*Bloc de texte*:
====

Sandra : Quand vous avez pris connaissance de cette maladie, de ce fléau, c’était en quelle année ?
Catherine : En fait en novembre 1982 je crois, Paris Match publiait un article qui dit à New-York actuellement, il y a des quartiers entiers où les boutiques d’antiquaires, de galeries d’art, etc ferment parce que les gens meurent. On n’a aucune idée de ce qui se passe, on ne sait pas ce que c’est mais il y a des morts et il y en a mais vraiment les rues, on le voit dans les rues. Donc quand même ça m’a frappé cette affaire-là et j’ai commencé à suivre à ce moment-là et j’ai suivi cette affaire avec mes élèves, parce que je suis professeur depuis l’époque et je les ai prévenu, on en a parlé, on a suivi effectivement l’évolution des thérapies, l’évolution, l’histoire du Sida. C’est ma relation avec. J’ai fait faire des, en anglais bien sûr, des mémoires à plusieurs de mes élèves sur le Sida parce que c’était la peste de notre époque au départ. C’était très intéressant et très important de parler de ça et de savoir de quoi on parlait.
Sandra : Vous dites c’était très intéressant. Aujourd’hui, ça ne l’est plus ?
Catherine : Toujours très intéressant aujourd’hui mais disons qu’il y a d’autres moyens de se renseigner. À l’époque où j’ai commencé à en parler, la plupart de mes élèves n’en avaient jamais entendu parler. Leurs parents non plus. Les gens, je dirai presque que j’aurai pu avoir des réactions un peu négatives, soit de la part des élèves, soit de la part de leurs parents parce qu’ils pensaient que ça ne les concernait en rien.
Sandra : Aujourd’hui, vous continuez à faire de la prévention auprès de vos élèves ?
Catherine : Ces dernières années, moins parce que je vois beaucoup moins mes élèves mais j’en ai fait jusqu’en 2009 absolument tous les ans.
Sandra : Aujourd’hui, pensez-vous que vos élèves, peut-être vous en parlez hors cours, pensez-vous que vos élèves sont assez informés sur le VIH ?
Catherine : Non, je ne pense pas. Je pense qu’on a dû banaliser ça. En 2009, à mon dernier cours, c’était un cours en maths spé, les étudiants sont venus à la sortie des cours me dire : « Madame, on vient vous remercier parce que vous nous avez appris des choses que nous ne savions pas ». Or, j’étais très étonnée parce qu’en 2009 je pensais que tout le monde savait tout. Et en particulier les jeunes et en particulier des gens de 20 ans. Parce que malgré tout ça les concerne pas mal. J’étais fort étonnée et ça m’a conforté dans l’idée qu’il fallait absolument continuer une véritable information, dire aux gens ce qui se passe, ce qui s’est passé, l’histoire aussi mais surtout leur dire de se protéger et que ce n’est pas fini, loin de là.

====

*Matériel fourni*:
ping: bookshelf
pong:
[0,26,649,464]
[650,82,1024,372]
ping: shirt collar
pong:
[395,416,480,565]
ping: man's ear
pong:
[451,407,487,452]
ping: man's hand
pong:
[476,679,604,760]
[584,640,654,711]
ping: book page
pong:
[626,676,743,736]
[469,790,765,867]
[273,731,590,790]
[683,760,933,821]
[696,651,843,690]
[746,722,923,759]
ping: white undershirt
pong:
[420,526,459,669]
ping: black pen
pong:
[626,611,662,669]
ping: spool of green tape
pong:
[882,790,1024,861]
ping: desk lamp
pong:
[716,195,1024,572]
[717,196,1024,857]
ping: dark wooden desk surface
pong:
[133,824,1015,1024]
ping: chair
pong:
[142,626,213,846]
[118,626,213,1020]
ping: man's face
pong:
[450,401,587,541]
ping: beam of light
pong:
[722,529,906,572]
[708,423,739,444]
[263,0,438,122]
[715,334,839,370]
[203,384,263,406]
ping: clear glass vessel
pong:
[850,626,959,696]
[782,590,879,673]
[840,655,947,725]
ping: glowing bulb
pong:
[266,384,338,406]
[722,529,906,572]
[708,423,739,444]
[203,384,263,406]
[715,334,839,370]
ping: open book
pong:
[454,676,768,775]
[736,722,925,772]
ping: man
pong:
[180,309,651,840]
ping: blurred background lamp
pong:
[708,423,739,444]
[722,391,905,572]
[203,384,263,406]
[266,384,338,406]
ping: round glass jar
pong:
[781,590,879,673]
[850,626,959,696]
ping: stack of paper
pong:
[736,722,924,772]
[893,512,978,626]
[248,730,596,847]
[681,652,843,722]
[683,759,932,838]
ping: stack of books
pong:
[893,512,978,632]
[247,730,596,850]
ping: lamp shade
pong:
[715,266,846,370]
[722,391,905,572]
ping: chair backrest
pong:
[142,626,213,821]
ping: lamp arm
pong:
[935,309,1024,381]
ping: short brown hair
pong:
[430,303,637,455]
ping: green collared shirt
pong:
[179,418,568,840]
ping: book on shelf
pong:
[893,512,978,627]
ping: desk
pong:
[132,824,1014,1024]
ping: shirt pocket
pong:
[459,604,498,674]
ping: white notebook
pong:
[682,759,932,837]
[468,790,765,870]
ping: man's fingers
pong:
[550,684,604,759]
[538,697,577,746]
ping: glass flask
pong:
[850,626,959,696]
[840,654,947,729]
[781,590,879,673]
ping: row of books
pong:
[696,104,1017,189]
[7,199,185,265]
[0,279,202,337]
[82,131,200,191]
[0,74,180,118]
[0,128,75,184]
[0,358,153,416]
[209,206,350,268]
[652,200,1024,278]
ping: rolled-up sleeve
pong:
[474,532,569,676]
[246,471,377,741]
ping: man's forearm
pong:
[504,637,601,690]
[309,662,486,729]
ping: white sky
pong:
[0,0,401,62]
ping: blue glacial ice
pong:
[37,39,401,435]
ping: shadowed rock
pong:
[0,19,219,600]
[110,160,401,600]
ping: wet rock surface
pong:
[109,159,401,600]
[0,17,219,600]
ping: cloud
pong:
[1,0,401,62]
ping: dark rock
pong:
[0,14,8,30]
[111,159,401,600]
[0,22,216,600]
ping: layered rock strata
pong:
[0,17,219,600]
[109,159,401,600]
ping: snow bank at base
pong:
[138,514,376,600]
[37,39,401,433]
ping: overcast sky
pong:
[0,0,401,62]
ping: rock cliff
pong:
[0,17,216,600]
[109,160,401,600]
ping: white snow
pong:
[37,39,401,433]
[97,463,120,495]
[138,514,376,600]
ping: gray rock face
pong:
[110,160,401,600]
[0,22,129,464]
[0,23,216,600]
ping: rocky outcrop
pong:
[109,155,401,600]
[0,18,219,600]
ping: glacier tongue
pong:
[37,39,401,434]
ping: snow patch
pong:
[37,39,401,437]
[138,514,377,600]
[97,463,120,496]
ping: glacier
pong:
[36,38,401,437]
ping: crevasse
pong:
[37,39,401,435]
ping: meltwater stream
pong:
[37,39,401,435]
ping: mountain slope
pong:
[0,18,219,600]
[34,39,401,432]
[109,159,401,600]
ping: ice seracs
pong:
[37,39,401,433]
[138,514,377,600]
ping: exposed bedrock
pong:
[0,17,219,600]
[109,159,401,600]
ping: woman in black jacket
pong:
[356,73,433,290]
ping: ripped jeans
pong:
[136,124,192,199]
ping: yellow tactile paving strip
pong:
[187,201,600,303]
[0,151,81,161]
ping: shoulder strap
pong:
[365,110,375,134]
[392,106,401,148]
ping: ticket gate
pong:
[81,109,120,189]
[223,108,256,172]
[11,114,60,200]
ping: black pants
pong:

====

*Consignes*:
• 1. Relevez toutes les phrases interrogatives prononcées par Sandra dans l'entretien ci-dessus, une par ligne.
• 2. Recopiez, s'il vous plaît, le passage de l'entretien qui va de « Catherine : Ces » à « sur le VIH ? ».

*Réponses par consigne*:
• 1.
Quand vous avez pris connaissance de cette maladie, de ce fléau, c’était en quelle année ?
Aujourd’hui, ça ne l’est plus ?
Aujourd’hui, vous continuez à faire de la prévention auprès de vos élèves ?
Aujourd’hui, pensez-vous que vos élèves, peut-être vous en parlez hors cours, pensez-vous que vos élèves sont assez informés sur le VIH ?

• 2.
Catherine : Ces dernières années, moins parce que je vois beaucoup moins mes élèves mais j’en ai fait jusqu’en 2009 absolument tous les ans.
Sandra : Aujourd’hui, pensez-vous que vos élèves, peut-être vous en parlez hors cours, pensez-vous que vos élèves sont assez informés sur le VIH ?